Schreibe den Text über Starkregen und Sturm zwischen "Satellitenbild: 2.10.2006, 10:27" und "3. für Sachschäden.", beide eingeschlossen, neu und setze dabei "Bayern" an die Stelle von "Baden-Württemberg".

▶ Textauszug
⟨
Starkregen und Sturm


Mitteleuropa
1.-3.10.2006


Satellitenbild: 2.10.2006, 10:27 UTC, NOAA17 VIS
Quelle: Geog. Inst. Uni Bern


Wetterlage und Entwicklung
Der "Tag der Deutschen Einheit", der 3. Oktober, wird in diesem Jahr 2006 in der Südhälfte Deutschlands als einer der regenreichsten Feiertage in die meteorologischen Aufzeichnungsbücher eingehen. Vor allem in Baden-Württemberg summierten sich die Niederschlagsmengen bis zum Abend verbreitet auf 30 bis 40 Liter pro Quadratmeter. Zusammen mit den Regenfällen des Tages zuvor ergaben sich insgesamt Summen von häufig über 50 Millimeter. Zudem sorgten Sturm-, an einigen Orten auch schwere Sturmböen am Abend des 3. für Sachschäden.
Die großräumige Wetterlage zeigte am 2. ein ausgeprägtes Tiefdrucksystem mit Zentrum bei den Britischen Inseln. Dieses lag inmitten eines umfangreichen langwelligen Höhentroges, dessen Hauptachse etwa von Spitzbergen über Großbritannien hinweg bis zu den Azoren verlief. Auf der Vorderseite dieses Troges hatte sich eine gut ausgeprägte Südwestströmung eingestellt, mit der feuchtwarme Luftmassen nach Nordosten transportiert wurden. Die okkludierte Front des Tiefdruckgebietes erstreckte sich in einem Bogen über Südnorwegen und -schweden, Teile Polens und Tschechiens, Süddeutschland und Frankreich hinweg und von dort Richtung Südwesten auf den Atlantik. Aufgrund ihrer Lage parallel zur Höhenströmung kam sie nur langsam südostwärts voran und neigte zur Ausbildung von Wellen und kleinen Randtiefs, die an ihr nach Nordosten abliefen. Eine dieser Wellen konnte am Abend des 2. vor der Nordwestküste Spaniens analysiert werden. Sie befand sich in günstiger Entwicklungsposition vorderseitig eines Kurzwellentroges im 500 hPa-Niveau, der mit der Strömung den Langwellentrog durchlief. Diese Gegebenheiten hatten eine rasche Intensivierung der Welle zu einem markanten Randtief zur Folge, das mit einem Kerndruck von zeitweise unter 995 hPa am 3. Deutschland von Südwest nach Nordost überquerte und am späten Abend des 3. bereits über Polen auszumachen war.
⟩
▶ Ausgangsdaten
⟨
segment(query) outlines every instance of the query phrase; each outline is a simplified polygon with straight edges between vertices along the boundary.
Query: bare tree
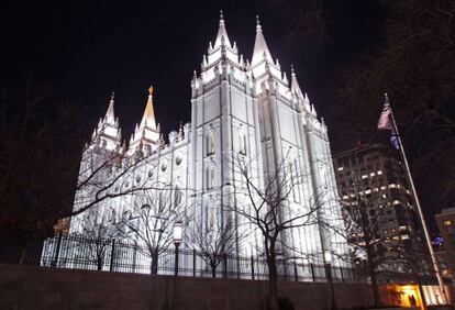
⟩
▶ Lösung
Satellitenbild: 2.10.2006, 10:27 UTC, NOAA17 VIS
Quelle: Geog. Inst. Uni Bern


Wetterlage und Entwicklung
Der "Tag der Deutschen Einheit", der 3. Oktober, wird in diesem Jahr 2006 in der Südhälfte Deutschlands als einer der regenreichsten Feiertage in die meteorologischen Aufzeichnungsbücher eingehen. Vor allem in Bayern summierten sich die Niederschlagsmengen bis zum Abend verbreitet auf 30 bis 40 Liter pro Quadratmeter. Zusammen mit den Regenfällen des Tages zuvor ergaben sich insgesamt Summen von häufig über 50 Millimeter. Zudem sorgten Sturm-, an einigen Orten auch schwere Sturmböen am Abend des 3. für Sachschäden.